_Page extract_:
***

Transformer Architecture — Full Llama-Style Proving Pipeline

Overview

stwo-ml supports proving full transformer decoder blocks as used in Llama, Qwen, Mistral, and similar architectures. Each block follows the pre-norm residual pattern:

                    ┌───────────────┐
          Input ────┤   Identity    ├──────────────────────┐
                    └───────┬───────┘                      │
                            ▼                              │ (residual)
                    ┌───────────────┐                      │
                    │   RMSNorm     │                      │
                    └───────┬───────┘                      │
                            ▼                              │
                    ┌───────────────┐                      │
                    │  Attention    │  (GQA/MQA/MHA)       │
                    │  Q×K^T→soft→V│                       │
                    └───────┬───────┘                      │
                            ▼                              │
                    ┌───────────────┐                      │
                    │     Add       │◄─────────────────────┘
                    └───────┬───────┘
                            │──────────────────────────────┐
                            ▼                              │ (residual)
                    ┌───────────────┐                      │
                    │   RMSNorm     │                      │
                    └───────┬───────┘                      │
                            ▼                              │
                    ┌───────────────┐                      │
                    │  FFN: Linear  │  (d_model → ffn_dim) │
                    └───────┬───────┘                      │
                            ▼                              │
                    ┌───────────────┐                      │
                    │     GELU      │                      │
                    └───────┬───────┘                      │
                            ▼                              │
                    ┌───────────────┐                      │
                    │  FFN: Linear  │  (ffn_dim → d_model) │
                    └───────┬───────┘                      │
                            ▼                              │
                    ┌───────────────┐                      │
                    │     Add       │◄─────────────────────┘
                    └───────┬───────┘
                         Output

Builder API

The GraphBuilder::transformer_block() method constructs this entire pattern in one call:

use stwo_ml::compiler::graph::GraphBuilder;

let mut builder = GraphBuilder::new((seq_len, d_model));

// Stack N transformer blocks
for _ in 0..num_layers {
    builder.transformer_block(
        num_heads,      // Q heads (e.g., 32)

***

_Data extract_:
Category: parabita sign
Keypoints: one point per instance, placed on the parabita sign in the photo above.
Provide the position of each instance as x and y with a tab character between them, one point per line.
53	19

***

_Work to do_:
Copy the transformer passage starting at the words "use stwo_ml::compiler::graph::GraphBuilder;" and stopping after "heads (e.g., 32)", swapping "num_layers" for "num_blocks".

_Task result_:
use stwo_ml::compiler::graph::GraphBuilder;

let mut builder = GraphBuilder::new((seq_len, d_model));

// Stack N transformer blocks
for _ in 0..num_blocks {
    builder.transformer_block(
        num_heads,      // Q heads (e.g., 32)